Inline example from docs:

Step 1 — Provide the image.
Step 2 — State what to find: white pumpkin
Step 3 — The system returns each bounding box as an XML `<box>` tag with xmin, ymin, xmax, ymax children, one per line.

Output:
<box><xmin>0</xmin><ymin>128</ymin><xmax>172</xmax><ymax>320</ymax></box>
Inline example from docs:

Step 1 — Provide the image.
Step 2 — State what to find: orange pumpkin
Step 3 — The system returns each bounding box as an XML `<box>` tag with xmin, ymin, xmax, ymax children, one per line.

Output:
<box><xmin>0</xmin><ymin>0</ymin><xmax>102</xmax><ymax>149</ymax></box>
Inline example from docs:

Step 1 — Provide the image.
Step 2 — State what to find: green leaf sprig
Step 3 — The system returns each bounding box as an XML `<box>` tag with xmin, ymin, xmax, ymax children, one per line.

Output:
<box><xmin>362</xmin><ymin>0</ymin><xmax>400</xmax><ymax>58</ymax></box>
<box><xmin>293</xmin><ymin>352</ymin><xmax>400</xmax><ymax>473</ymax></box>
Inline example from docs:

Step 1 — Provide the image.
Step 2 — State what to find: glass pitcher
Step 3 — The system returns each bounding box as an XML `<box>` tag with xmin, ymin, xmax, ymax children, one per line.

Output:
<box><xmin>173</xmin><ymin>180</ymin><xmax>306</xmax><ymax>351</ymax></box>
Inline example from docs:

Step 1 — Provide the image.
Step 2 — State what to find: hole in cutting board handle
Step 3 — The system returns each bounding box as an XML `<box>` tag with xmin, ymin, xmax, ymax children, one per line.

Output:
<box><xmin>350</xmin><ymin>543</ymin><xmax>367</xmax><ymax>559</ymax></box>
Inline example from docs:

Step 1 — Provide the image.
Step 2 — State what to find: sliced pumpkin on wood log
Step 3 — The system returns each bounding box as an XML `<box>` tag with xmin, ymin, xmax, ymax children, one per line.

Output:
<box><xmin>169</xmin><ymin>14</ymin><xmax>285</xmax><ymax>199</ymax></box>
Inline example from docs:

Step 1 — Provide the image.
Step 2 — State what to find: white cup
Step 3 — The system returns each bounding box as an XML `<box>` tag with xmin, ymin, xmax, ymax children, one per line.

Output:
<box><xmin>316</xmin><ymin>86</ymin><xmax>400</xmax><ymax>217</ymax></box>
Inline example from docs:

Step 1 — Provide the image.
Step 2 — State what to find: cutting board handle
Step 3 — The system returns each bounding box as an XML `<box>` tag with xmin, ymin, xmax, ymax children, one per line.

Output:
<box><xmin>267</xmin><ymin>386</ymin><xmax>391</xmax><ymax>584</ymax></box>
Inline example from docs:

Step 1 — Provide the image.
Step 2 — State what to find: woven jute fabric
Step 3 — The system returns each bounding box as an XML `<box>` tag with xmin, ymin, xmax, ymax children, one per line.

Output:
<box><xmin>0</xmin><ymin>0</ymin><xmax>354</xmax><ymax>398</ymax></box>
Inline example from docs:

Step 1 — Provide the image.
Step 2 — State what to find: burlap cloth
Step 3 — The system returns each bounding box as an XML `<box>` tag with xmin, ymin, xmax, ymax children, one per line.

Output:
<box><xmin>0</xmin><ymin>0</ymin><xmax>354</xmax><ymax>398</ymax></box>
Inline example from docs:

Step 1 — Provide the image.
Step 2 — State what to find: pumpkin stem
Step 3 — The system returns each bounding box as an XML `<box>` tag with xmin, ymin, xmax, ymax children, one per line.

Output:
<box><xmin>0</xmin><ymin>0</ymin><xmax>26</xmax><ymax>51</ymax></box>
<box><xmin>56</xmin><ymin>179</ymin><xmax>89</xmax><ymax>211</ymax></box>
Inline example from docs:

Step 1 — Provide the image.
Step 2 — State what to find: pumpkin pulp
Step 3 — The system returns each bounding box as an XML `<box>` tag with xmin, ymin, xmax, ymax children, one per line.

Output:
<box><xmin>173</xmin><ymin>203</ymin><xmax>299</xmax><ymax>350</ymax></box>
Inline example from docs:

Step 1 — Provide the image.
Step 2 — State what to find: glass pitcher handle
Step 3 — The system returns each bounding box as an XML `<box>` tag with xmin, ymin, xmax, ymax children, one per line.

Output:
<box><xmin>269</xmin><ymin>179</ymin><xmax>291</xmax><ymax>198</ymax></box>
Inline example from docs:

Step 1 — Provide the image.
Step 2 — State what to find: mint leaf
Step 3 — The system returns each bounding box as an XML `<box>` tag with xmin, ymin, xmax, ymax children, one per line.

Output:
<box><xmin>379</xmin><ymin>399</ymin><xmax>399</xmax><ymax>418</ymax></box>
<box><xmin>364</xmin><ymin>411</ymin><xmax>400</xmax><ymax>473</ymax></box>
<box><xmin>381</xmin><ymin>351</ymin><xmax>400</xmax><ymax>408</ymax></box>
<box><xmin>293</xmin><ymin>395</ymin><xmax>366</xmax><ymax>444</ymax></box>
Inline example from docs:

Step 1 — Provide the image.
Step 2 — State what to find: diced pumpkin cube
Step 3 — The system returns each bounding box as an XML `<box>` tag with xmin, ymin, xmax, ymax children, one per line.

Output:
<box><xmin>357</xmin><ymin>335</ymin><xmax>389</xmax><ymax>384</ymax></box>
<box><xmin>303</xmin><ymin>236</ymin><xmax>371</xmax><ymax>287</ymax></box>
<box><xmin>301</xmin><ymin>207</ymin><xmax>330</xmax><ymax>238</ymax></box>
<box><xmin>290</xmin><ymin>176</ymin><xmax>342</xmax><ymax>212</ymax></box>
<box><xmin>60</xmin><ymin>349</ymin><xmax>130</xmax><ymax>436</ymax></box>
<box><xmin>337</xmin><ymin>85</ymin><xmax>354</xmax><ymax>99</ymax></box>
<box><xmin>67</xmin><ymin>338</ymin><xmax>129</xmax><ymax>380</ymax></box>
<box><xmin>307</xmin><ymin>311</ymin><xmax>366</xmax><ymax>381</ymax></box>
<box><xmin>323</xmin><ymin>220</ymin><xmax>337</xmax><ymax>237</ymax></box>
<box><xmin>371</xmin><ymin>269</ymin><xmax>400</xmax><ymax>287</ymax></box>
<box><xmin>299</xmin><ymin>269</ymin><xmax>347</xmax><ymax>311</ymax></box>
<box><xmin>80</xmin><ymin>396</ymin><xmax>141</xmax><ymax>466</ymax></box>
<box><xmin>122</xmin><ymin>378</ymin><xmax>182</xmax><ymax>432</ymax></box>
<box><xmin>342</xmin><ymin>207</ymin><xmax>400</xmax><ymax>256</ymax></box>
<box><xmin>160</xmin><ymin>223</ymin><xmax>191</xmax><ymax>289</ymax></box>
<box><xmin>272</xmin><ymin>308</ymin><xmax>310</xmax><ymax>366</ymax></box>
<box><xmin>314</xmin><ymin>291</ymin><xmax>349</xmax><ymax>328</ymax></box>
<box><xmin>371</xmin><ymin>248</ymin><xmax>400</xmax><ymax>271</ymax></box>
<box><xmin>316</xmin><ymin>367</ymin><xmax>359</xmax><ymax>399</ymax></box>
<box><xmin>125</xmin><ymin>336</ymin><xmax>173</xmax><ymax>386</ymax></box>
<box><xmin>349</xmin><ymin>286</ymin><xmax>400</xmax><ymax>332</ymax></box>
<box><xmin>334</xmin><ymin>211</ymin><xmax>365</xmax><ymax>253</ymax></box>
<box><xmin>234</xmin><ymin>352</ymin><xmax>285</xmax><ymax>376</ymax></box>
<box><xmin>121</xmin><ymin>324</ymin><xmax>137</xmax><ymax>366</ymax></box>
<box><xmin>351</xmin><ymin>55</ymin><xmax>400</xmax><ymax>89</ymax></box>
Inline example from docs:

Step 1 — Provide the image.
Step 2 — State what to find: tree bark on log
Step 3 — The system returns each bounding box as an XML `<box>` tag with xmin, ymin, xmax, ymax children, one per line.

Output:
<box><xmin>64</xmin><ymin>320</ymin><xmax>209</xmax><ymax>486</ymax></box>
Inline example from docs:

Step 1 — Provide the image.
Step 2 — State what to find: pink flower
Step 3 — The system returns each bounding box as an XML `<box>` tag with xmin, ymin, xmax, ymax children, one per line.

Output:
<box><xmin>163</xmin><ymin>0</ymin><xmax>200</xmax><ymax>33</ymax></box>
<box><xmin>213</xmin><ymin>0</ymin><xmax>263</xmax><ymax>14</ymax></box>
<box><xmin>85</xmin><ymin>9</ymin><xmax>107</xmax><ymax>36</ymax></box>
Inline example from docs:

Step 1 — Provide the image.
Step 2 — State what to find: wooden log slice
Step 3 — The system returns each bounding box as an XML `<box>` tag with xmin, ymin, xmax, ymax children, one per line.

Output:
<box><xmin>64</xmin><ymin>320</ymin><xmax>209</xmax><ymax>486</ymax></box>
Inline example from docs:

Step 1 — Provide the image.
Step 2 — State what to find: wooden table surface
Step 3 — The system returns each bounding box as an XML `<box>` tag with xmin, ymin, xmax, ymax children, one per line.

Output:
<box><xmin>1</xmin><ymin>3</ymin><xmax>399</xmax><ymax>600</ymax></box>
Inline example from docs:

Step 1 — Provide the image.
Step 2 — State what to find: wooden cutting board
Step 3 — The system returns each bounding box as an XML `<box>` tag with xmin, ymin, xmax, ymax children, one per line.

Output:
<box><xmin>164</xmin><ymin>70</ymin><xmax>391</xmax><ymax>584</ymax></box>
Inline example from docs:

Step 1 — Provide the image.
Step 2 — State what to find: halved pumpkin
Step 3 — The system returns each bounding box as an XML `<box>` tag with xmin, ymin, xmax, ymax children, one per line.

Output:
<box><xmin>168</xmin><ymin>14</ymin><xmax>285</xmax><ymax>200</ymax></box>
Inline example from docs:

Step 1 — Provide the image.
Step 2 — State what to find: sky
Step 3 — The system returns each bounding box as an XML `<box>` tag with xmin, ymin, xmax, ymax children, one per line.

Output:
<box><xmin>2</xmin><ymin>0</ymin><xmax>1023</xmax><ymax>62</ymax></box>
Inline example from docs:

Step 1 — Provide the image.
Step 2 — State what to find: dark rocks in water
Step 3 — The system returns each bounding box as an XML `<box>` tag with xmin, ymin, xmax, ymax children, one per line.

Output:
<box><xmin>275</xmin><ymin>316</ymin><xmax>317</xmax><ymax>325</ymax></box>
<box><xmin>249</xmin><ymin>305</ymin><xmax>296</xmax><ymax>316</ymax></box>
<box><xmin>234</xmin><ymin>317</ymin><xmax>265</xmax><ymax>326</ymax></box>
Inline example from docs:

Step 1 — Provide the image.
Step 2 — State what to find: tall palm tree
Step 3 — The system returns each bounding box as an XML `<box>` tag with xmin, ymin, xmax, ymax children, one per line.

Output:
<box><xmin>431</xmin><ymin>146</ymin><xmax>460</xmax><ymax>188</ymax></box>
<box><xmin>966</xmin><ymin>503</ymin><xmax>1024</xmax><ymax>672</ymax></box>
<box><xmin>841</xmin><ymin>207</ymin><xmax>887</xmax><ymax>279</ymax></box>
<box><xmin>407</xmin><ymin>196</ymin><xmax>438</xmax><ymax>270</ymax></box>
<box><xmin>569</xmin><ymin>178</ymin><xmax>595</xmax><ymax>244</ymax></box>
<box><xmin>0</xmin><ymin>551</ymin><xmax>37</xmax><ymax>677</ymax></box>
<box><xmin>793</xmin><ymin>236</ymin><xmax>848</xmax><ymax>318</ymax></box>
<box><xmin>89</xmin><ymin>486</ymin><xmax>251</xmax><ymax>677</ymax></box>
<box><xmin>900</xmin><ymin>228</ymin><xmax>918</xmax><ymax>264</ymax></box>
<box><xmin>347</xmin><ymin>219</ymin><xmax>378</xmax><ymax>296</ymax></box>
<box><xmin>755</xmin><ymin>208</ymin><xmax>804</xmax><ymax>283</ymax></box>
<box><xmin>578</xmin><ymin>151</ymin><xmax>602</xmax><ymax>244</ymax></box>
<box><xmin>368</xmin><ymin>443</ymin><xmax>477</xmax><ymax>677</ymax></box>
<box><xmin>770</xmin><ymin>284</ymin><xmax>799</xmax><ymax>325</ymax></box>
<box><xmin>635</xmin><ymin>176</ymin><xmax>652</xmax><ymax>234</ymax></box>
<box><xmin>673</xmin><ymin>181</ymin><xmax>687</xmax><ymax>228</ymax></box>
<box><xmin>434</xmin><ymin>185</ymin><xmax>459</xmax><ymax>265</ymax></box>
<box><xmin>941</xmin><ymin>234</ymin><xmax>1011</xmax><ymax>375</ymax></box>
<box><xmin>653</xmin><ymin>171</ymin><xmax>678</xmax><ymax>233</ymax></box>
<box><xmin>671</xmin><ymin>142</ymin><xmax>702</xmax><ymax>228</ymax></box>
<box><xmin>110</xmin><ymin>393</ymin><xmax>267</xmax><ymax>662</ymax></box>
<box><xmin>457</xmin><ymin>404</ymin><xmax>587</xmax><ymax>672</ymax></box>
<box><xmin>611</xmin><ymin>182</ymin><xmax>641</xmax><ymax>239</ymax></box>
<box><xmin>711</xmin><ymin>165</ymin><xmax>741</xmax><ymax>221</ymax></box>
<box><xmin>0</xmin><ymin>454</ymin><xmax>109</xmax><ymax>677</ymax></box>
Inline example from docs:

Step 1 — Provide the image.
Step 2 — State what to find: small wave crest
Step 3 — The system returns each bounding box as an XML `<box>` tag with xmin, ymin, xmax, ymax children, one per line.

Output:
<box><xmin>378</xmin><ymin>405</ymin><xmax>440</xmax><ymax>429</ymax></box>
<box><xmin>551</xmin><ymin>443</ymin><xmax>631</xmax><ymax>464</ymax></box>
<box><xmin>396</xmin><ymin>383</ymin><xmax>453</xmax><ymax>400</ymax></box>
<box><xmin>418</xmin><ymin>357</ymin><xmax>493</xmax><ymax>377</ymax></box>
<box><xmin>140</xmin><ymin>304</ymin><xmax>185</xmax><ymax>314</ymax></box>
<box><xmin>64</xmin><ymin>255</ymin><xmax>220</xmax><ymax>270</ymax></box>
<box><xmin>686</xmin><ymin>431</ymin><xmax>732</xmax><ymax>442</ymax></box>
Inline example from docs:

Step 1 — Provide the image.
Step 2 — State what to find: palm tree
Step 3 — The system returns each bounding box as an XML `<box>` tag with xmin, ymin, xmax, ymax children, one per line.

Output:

------------------------------------------------------------------------

» **WHAT TO PRODUCE**:
Whenever the word "wooden" appears in a line above, copy that line.

» **YOUR SOLUTION**:
Step 2 — State what to find: wooden log slice
Step 2 — State what to find: wooden table surface
Step 2 — State what to find: wooden cutting board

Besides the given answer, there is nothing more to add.